**WHAT THE TASK REQUIRES**:
Copy out exactly the lines running from the one with "Can you see the man here?" through the final line, both ends included, and nothing else. Pictures stay out of the copy.

**PROVIDED DATA**:

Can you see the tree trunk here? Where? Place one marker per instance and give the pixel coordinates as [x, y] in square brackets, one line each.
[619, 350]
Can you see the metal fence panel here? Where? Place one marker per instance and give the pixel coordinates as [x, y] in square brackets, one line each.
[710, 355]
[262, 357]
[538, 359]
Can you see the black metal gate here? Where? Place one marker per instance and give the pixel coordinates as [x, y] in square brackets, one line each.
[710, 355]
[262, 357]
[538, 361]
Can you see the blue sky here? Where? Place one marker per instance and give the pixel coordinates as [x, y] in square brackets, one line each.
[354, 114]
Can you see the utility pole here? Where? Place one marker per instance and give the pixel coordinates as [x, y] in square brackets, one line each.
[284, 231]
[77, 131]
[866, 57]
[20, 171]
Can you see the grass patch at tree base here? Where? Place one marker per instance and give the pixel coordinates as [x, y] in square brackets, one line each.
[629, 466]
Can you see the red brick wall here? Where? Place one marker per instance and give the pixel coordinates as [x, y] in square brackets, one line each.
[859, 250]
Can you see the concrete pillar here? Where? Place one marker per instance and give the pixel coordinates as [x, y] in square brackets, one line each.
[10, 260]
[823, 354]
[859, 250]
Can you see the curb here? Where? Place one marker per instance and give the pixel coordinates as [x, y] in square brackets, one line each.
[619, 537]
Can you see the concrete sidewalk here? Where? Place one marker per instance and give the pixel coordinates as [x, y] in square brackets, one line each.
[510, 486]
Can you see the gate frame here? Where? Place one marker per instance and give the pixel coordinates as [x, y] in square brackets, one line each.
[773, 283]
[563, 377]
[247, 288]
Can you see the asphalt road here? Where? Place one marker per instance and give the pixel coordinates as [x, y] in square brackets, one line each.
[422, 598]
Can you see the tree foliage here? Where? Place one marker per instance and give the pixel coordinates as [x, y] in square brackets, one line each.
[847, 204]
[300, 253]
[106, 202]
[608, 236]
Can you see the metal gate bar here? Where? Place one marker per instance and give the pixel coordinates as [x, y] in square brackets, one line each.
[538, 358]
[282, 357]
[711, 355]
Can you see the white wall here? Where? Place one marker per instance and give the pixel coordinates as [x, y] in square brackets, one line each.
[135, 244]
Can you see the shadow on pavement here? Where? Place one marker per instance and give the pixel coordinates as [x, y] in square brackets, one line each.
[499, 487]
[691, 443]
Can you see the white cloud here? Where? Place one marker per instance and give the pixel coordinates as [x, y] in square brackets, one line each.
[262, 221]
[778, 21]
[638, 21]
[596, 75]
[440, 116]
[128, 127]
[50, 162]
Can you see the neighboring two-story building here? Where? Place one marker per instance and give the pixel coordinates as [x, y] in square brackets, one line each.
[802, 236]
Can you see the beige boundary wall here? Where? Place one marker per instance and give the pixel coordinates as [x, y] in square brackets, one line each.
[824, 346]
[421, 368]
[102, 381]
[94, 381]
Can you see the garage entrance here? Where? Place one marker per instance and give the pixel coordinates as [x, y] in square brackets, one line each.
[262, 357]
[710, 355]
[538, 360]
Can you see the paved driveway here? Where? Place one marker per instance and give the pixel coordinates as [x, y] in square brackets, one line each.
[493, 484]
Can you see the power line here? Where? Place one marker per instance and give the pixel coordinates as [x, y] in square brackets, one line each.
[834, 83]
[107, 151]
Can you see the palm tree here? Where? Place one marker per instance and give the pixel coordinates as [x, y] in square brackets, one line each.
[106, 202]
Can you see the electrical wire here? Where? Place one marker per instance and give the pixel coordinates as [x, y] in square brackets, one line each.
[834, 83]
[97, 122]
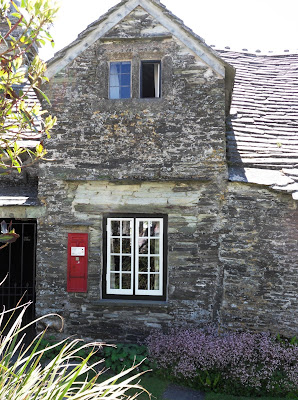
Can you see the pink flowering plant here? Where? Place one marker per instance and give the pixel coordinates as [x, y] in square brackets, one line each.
[241, 363]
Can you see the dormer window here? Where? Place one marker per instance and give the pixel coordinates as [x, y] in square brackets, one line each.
[120, 80]
[150, 79]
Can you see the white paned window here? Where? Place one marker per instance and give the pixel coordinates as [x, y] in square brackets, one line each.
[149, 260]
[135, 264]
[120, 233]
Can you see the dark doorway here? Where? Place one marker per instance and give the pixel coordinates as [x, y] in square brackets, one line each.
[17, 261]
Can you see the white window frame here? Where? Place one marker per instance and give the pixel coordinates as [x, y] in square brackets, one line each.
[149, 292]
[109, 254]
[134, 236]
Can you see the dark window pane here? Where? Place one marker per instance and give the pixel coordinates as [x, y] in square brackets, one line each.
[154, 228]
[126, 281]
[143, 282]
[115, 68]
[126, 246]
[125, 67]
[154, 282]
[154, 264]
[126, 231]
[115, 246]
[143, 246]
[125, 92]
[115, 263]
[126, 263]
[143, 264]
[115, 281]
[154, 246]
[125, 80]
[143, 228]
[150, 79]
[115, 228]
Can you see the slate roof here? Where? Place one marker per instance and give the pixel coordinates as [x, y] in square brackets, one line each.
[91, 33]
[262, 128]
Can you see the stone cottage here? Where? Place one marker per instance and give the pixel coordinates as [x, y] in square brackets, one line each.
[168, 203]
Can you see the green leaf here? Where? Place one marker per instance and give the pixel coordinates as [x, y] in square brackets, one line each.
[43, 95]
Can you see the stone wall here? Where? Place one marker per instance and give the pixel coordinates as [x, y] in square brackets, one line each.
[178, 136]
[259, 253]
[231, 248]
[193, 228]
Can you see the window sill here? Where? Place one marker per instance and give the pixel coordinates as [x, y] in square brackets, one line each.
[131, 303]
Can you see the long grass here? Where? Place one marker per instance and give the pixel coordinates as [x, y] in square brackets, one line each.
[24, 377]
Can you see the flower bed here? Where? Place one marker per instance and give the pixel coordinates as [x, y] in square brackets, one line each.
[241, 363]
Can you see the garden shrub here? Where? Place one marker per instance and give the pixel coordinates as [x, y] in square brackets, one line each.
[241, 363]
[125, 355]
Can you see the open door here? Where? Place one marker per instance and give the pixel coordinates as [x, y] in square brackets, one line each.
[18, 262]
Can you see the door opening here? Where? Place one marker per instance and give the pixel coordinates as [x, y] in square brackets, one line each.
[18, 262]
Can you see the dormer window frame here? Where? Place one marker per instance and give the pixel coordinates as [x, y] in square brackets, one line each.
[122, 81]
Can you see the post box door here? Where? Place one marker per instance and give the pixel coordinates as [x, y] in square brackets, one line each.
[77, 265]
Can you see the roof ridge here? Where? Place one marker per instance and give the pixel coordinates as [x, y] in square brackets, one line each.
[257, 52]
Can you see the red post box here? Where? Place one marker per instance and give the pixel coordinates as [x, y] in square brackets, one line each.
[77, 264]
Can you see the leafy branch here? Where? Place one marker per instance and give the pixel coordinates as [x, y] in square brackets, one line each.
[23, 123]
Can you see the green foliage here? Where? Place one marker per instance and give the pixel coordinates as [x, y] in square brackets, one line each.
[125, 355]
[118, 357]
[68, 374]
[27, 28]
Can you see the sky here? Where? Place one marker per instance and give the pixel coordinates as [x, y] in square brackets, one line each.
[266, 25]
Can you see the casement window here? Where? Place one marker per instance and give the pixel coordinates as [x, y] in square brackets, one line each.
[150, 79]
[135, 257]
[120, 80]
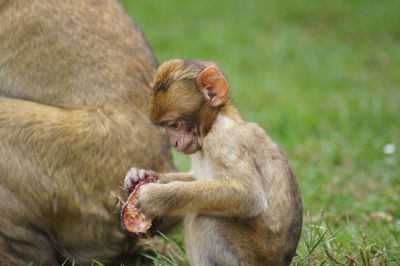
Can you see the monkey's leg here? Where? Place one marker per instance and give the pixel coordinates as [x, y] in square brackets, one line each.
[54, 169]
[204, 243]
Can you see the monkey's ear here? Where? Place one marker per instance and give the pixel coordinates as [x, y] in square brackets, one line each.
[213, 86]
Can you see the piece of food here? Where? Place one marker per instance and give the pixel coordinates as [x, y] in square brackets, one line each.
[131, 219]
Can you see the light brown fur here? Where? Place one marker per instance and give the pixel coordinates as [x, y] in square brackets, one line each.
[75, 79]
[243, 205]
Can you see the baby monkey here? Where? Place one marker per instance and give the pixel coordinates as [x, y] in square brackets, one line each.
[241, 200]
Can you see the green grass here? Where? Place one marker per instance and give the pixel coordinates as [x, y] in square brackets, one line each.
[323, 79]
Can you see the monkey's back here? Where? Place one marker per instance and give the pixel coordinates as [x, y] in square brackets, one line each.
[273, 233]
[76, 79]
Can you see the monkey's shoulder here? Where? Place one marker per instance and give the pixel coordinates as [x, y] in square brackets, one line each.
[236, 139]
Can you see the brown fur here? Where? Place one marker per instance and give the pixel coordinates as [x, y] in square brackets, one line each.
[75, 79]
[243, 206]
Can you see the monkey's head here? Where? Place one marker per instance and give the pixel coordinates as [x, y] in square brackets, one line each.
[186, 98]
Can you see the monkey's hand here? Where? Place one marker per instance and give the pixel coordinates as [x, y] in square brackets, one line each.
[149, 201]
[134, 175]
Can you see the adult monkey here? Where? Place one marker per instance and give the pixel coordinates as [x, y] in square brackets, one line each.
[74, 81]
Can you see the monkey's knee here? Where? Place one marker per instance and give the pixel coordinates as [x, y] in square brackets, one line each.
[205, 245]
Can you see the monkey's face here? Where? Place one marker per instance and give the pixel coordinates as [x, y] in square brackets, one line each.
[185, 100]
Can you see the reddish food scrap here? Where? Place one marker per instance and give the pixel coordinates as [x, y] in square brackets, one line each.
[131, 219]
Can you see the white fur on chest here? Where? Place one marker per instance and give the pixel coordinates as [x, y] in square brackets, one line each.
[201, 167]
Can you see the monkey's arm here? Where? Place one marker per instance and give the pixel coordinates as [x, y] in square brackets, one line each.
[170, 177]
[211, 196]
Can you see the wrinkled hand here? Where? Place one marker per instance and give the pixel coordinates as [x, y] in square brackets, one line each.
[134, 175]
[150, 202]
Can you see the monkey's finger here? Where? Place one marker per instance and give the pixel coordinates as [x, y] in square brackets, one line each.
[131, 179]
[142, 174]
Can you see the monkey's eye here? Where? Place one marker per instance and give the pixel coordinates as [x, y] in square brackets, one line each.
[172, 124]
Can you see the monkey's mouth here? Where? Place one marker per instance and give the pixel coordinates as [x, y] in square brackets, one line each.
[191, 148]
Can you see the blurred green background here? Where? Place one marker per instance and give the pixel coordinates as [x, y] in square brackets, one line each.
[323, 79]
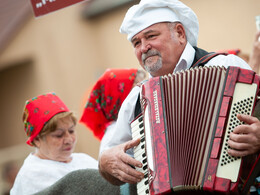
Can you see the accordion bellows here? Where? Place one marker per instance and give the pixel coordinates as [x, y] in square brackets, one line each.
[187, 118]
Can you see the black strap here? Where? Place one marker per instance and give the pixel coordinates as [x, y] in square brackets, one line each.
[138, 109]
[202, 57]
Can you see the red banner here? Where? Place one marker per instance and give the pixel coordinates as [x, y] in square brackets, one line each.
[42, 7]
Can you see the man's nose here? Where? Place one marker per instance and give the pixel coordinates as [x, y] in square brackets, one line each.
[145, 46]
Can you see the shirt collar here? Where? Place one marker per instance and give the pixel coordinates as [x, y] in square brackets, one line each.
[186, 58]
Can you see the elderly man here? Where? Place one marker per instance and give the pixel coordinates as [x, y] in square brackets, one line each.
[164, 36]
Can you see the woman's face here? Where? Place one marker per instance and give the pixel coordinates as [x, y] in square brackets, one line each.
[59, 144]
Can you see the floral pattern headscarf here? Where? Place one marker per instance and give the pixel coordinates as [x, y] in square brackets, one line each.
[106, 98]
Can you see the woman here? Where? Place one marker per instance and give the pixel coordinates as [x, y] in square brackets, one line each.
[50, 127]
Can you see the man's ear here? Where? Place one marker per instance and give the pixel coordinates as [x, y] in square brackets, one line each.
[180, 31]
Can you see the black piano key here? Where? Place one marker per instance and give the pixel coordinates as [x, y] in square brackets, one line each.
[141, 125]
[141, 132]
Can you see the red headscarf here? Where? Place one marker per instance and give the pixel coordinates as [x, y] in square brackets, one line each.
[106, 98]
[38, 111]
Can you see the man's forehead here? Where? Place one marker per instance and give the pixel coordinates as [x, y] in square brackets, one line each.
[153, 28]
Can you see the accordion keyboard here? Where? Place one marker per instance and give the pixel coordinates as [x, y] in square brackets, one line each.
[137, 127]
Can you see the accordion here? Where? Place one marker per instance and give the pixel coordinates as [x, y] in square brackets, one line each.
[184, 128]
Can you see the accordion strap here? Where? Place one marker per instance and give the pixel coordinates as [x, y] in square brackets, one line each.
[202, 57]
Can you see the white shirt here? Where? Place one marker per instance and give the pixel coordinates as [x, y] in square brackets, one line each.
[37, 174]
[122, 131]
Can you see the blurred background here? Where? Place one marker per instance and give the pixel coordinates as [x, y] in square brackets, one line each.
[67, 50]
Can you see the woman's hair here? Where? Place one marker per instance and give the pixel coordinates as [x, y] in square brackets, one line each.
[51, 125]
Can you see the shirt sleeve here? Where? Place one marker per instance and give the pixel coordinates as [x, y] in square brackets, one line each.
[120, 132]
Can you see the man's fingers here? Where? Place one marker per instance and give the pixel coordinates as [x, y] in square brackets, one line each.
[247, 118]
[131, 144]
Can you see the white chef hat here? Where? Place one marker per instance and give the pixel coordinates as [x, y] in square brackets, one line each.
[149, 12]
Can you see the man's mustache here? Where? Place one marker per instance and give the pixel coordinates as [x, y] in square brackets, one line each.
[150, 53]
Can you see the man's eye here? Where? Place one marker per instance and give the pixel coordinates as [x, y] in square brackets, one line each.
[151, 36]
[58, 136]
[136, 43]
[71, 131]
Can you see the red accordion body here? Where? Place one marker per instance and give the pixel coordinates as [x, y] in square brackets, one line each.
[187, 119]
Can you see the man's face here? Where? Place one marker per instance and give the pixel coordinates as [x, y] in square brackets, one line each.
[157, 49]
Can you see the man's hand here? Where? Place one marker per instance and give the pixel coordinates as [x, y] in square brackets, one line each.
[245, 139]
[254, 60]
[115, 164]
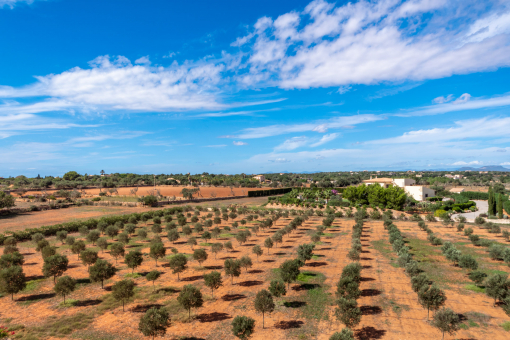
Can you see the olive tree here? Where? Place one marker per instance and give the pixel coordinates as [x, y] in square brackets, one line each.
[446, 320]
[64, 286]
[213, 281]
[154, 322]
[178, 264]
[243, 327]
[190, 297]
[264, 303]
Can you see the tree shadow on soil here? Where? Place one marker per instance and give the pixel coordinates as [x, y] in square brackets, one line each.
[294, 304]
[233, 297]
[213, 317]
[144, 308]
[87, 303]
[83, 281]
[170, 290]
[34, 277]
[289, 324]
[249, 283]
[305, 286]
[369, 333]
[370, 310]
[364, 279]
[192, 278]
[316, 264]
[36, 297]
[370, 292]
[213, 267]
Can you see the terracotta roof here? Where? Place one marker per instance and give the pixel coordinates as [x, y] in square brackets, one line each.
[379, 180]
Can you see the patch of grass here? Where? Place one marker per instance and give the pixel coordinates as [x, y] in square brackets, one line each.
[58, 326]
[33, 285]
[133, 275]
[310, 277]
[68, 303]
[474, 288]
[475, 317]
[506, 326]
[317, 300]
[397, 309]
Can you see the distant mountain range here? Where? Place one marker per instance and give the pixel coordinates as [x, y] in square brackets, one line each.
[485, 168]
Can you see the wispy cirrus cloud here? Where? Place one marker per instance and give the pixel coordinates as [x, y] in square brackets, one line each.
[365, 43]
[318, 126]
[462, 130]
[12, 3]
[462, 103]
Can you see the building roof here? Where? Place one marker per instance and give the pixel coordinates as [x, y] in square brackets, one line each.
[379, 180]
[457, 189]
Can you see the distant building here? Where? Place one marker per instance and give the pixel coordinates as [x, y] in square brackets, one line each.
[418, 192]
[260, 178]
[457, 190]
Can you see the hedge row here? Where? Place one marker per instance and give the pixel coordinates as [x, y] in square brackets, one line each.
[270, 192]
[70, 227]
[475, 195]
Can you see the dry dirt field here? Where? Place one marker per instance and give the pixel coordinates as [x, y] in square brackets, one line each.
[37, 219]
[167, 191]
[389, 306]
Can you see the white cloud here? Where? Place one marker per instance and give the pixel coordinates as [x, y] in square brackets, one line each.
[279, 160]
[317, 126]
[443, 99]
[115, 84]
[462, 130]
[490, 26]
[366, 43]
[170, 55]
[15, 124]
[462, 103]
[293, 143]
[344, 89]
[12, 3]
[143, 60]
[468, 163]
[325, 139]
[462, 99]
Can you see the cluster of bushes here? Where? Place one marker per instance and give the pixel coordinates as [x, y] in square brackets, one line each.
[392, 197]
[357, 229]
[259, 193]
[430, 296]
[475, 195]
[347, 293]
[74, 226]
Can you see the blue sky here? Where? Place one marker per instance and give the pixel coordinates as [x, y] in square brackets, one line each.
[252, 86]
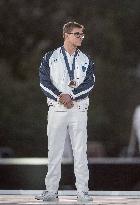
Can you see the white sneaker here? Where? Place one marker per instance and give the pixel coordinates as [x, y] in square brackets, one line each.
[84, 197]
[47, 196]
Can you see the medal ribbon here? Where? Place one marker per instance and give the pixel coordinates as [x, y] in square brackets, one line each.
[71, 72]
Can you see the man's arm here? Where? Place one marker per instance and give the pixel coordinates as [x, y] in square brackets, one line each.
[83, 90]
[45, 82]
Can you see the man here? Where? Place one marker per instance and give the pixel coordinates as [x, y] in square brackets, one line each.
[67, 78]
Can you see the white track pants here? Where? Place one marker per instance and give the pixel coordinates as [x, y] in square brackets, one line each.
[73, 121]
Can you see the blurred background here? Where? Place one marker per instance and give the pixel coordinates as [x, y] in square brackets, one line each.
[28, 29]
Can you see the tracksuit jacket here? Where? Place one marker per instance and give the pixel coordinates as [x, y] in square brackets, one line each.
[54, 77]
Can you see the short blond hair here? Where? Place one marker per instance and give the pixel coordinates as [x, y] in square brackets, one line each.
[68, 27]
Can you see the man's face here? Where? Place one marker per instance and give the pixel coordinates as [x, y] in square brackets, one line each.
[75, 37]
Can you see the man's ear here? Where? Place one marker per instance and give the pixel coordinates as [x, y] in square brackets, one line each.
[65, 35]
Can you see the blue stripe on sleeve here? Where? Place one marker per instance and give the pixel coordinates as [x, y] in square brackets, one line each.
[45, 82]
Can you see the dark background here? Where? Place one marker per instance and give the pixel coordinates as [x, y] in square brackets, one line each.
[28, 29]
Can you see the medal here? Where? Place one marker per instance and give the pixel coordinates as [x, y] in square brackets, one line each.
[72, 84]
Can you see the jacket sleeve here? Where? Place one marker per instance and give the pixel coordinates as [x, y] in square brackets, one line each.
[45, 82]
[83, 90]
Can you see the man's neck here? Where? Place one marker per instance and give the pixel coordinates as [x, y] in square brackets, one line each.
[69, 48]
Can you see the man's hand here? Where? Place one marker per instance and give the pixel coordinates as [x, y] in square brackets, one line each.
[69, 105]
[64, 98]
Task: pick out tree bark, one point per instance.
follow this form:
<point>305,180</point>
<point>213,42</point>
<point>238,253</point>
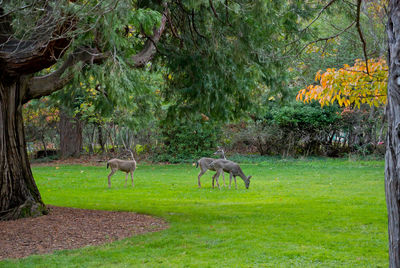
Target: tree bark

**SOLUTION TO THE PROBLEM**:
Can you see the man here? Where? Place one marker per instance and give the pixel coordinates as [x, y] in square brackets, one line each.
[67, 78]
Can you see the white track pants here? Where? Place one marker per instance and give the pixel coordinates as [x, y] in square brackets, one line each.
[73, 121]
Can you see the blurred background here? Where? Place one marker per instance and give the pixel coordinates as [x, y] in square brackets, one line each.
[28, 29]
Can you see the tracksuit jacket here? Where? Place one marker per instance and give the pixel coordinates as [x, y] in square brackets, one line each.
[54, 77]
Can you see the short blond hair here? Where? Place one marker per instance and give the pixel coordinates as [x, y] in square brackets, one line each.
[68, 27]
Can you see the man's face here? Where? Place one marker per instance and give the pixel coordinates as [x, y] in square brackets, one line each.
[75, 37]
Can you see the man's ear here? Where? Place one marker per instance and give the pixel coordinates as [x, y] in square brackets, one line each.
[65, 35]
Can you see the blue stripe on sleeve here? Where? Place one marker per instance and give the pixel coordinates as [x, y] in square brackets, one line each.
[45, 82]
Can you see the dark background here? Where? Place one marker per instance and give the pixel coordinates as [x, y] in square brackets, one line each.
[28, 29]
Can you see the medal here? Where? Place one marker per instance and give the pixel coordinates as [x, y] in square brackets, one line each.
[72, 84]
Can you see the jacket sleeve here? Where? Place one marker per instance and give the pixel coordinates as [x, y] in square brackets, one line each.
[45, 82]
[83, 90]
Can you see the man's neck here? Where? Place one marker per instance and give the pixel coordinates as [x, y] in square brackets, one line each.
[69, 48]
Can you see the man's hand here? Where? Place one marker per instance and give the pixel coordinates as [x, y] in square brackets, one line each.
[69, 105]
[64, 98]
Task: pick out tree bark, one point per instance.
follow this form:
<point>305,180</point>
<point>213,42</point>
<point>238,253</point>
Target: tree bark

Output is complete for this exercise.